::: Texte extrait
Et c’est comme si je ne venais de nulle part.

Lui, quand il me parle de Lyon, tout est poème et transports,  je vois ses yeux débordant de l’eau du Rhône, de pavés, de ruelles, je vois le rose des murs et la silhouette élancée de Fourvière.

Il peut être ailleurs, cela ne change rien, la rumeur de sa ville natale souvent se mêle au roulement de son cœur. Il sait qu’il reviendra ; indéfectible ce lien qui l’attache à sa terre.

He belongs to this place.

Pero yo no tengo lugar.  Sur mes images souvent il y a des câbles, de longs fils électriques qui s’acheminent et des pelotes nouées. Qui recouvrent un peu le ciel. Voilà, voilà ce qui je cherche au hasard des rues, des pays, des presqu’îles, je tisse ensemble ce que je trouve, les hasards et les violences, les espoirs légers et les rires des autres, je les entoure de ces immenses ficelles, je marche dessus et je tombe, je me relève et puis retombe parce qu’après tout ça je ne sais pas, où est le centre, mon centre, comment on trouve l’équilibre et comment on avance, un deux trois ein zwei drei, je tente un peu de me coudre aux cieux des autres, de fil en fil ça se tricote, se rafistole tout ça, le passé fait un peu moins mal quand on le rapièce avec des bribes de paysages. Et puis c’est beau ici.
::::::
::: Données fournies
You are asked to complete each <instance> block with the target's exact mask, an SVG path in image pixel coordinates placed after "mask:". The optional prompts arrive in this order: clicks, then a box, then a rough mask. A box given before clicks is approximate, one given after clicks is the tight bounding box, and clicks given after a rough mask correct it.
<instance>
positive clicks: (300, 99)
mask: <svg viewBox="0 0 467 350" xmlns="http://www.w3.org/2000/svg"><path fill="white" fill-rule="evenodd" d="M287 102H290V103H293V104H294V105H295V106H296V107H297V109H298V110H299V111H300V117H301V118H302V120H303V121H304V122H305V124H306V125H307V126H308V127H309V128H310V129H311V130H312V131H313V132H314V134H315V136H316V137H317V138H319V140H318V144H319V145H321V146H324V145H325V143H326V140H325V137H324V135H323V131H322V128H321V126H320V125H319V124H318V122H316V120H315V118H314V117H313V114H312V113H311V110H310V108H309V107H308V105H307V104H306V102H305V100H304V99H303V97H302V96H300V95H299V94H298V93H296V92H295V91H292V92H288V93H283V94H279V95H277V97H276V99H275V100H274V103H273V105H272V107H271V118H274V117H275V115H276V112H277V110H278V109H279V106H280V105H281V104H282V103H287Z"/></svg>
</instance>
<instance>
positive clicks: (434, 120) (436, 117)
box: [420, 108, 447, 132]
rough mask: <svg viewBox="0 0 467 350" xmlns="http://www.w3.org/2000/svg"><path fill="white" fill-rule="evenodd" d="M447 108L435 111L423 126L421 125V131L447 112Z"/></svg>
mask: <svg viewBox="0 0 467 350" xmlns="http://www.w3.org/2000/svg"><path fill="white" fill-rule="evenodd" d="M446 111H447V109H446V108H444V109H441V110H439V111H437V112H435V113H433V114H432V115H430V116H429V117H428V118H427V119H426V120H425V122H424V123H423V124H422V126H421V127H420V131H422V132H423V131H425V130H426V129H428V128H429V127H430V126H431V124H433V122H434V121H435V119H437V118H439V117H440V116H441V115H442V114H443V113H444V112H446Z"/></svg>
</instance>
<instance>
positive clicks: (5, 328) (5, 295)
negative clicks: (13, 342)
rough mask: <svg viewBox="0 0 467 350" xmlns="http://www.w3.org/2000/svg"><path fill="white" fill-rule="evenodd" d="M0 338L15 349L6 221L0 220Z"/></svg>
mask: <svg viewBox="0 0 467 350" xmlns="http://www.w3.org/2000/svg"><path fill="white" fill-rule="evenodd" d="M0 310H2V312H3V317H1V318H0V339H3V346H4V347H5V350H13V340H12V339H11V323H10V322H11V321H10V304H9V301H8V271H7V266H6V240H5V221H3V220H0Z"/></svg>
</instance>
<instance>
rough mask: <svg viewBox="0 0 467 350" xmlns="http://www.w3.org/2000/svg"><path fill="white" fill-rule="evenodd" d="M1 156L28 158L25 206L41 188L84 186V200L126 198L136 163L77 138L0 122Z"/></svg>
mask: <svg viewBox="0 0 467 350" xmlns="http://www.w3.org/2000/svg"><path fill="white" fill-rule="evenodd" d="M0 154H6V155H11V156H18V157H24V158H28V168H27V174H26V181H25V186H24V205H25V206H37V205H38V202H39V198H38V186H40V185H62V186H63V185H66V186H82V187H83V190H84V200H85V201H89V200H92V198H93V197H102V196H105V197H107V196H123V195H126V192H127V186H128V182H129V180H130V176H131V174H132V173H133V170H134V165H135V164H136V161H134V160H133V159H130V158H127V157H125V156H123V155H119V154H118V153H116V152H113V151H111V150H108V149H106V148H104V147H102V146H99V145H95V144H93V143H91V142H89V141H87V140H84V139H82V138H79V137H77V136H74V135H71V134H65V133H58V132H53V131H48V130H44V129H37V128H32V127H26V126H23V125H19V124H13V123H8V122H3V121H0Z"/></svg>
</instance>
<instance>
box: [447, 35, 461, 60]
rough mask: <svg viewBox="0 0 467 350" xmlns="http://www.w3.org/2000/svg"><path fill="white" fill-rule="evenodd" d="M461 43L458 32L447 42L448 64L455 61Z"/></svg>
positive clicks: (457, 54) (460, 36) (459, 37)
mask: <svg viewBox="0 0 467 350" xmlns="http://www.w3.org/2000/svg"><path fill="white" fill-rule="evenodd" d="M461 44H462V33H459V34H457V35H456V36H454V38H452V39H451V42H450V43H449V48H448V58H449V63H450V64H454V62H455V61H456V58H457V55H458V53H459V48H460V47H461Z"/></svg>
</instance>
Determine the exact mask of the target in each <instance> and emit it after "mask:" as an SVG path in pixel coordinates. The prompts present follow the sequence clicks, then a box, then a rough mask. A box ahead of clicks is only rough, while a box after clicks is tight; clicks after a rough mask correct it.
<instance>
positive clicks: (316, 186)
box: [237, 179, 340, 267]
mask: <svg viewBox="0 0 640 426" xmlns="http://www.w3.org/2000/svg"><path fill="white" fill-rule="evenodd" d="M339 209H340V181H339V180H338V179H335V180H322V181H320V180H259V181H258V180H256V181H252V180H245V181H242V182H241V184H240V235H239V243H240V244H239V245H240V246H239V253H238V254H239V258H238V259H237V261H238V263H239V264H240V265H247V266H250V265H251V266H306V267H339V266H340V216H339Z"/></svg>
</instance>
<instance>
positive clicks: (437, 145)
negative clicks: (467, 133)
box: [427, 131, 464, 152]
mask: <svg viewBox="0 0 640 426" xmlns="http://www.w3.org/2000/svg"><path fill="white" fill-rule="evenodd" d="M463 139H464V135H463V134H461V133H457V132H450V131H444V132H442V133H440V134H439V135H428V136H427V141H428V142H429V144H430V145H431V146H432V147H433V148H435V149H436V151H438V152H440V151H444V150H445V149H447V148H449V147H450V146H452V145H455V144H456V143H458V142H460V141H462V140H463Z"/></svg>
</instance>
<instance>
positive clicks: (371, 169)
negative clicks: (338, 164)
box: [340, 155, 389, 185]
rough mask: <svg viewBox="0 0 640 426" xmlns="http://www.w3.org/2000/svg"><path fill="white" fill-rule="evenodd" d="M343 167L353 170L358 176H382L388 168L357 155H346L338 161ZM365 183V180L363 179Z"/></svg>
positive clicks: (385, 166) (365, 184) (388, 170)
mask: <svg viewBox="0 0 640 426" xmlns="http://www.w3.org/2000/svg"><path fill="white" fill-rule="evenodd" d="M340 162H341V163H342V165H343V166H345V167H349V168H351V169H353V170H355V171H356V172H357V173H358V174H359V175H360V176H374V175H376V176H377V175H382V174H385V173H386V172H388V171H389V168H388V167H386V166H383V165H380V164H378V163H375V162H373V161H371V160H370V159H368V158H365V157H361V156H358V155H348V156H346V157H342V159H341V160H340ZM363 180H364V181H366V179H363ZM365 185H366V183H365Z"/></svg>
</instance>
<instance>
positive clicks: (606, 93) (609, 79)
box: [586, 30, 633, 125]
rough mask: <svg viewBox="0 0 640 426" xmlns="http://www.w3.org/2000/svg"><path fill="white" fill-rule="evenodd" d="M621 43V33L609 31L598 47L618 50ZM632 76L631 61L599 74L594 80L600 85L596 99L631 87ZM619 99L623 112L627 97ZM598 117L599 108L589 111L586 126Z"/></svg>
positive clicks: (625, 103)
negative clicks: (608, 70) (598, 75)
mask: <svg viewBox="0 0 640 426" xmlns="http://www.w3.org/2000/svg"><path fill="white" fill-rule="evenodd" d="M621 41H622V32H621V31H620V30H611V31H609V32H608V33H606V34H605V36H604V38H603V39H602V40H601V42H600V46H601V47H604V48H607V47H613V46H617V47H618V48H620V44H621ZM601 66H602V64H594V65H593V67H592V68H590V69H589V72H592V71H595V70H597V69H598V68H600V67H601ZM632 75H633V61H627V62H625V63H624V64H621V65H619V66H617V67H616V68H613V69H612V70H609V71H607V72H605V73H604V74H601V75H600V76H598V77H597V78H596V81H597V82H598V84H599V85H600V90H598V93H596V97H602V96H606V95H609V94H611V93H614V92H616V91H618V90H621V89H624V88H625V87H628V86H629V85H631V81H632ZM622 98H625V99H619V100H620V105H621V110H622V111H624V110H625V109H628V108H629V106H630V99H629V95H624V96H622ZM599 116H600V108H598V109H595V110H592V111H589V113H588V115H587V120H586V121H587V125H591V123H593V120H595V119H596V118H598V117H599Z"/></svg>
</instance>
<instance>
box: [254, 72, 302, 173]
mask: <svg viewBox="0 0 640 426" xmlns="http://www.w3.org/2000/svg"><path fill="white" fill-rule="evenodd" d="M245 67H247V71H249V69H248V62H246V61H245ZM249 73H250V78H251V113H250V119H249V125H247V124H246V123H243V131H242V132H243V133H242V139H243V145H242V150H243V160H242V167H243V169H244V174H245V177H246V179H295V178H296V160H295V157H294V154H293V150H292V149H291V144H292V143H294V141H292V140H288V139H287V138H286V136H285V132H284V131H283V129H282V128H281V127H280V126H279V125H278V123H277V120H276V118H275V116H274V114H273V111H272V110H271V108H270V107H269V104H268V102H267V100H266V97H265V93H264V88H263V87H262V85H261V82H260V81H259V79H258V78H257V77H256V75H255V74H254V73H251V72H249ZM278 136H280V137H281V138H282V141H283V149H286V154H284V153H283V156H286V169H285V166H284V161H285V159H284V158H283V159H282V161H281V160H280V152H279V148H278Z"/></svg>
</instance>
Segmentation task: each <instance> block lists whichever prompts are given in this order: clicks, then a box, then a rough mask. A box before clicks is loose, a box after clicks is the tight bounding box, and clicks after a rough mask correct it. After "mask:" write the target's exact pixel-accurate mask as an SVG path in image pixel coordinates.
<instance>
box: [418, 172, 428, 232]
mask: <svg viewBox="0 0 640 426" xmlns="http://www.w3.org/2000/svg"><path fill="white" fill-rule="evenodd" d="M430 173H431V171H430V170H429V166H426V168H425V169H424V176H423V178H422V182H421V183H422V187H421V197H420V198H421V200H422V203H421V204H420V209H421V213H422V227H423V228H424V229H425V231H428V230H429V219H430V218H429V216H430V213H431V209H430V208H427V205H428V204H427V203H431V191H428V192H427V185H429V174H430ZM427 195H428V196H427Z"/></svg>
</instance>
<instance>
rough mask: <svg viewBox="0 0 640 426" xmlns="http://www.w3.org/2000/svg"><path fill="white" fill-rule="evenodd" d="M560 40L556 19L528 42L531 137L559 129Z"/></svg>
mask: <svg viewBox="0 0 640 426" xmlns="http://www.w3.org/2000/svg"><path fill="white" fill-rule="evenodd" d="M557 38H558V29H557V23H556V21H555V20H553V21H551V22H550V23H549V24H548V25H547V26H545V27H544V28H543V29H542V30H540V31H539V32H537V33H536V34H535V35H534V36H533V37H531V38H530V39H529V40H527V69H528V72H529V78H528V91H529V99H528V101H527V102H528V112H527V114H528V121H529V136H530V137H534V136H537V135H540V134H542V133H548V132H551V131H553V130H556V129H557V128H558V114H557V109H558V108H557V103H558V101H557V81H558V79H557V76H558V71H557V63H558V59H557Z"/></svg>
::::::
Travail demandé: Recopiez fidèlement le passage du texte extrait situé entre "Lui, quand il" et "to this place.", ces deux bornes comprises.

Réponse attendue:
Lui, quand il me parle de Lyon, tout est poème et transports,  je vois ses yeux débordant de l’eau du Rhône, de pavés, de ruelles, je vois le rose des murs et la silhouette élancée de Fourvière.

Il peut être ailleurs, cela ne change rien, la rumeur de sa ville natale souvent se mêle au roulement de son cœur. Il sait qu’il reviendra ; indéfectible ce lien qui l’attache à sa terre.

He belongs to this place.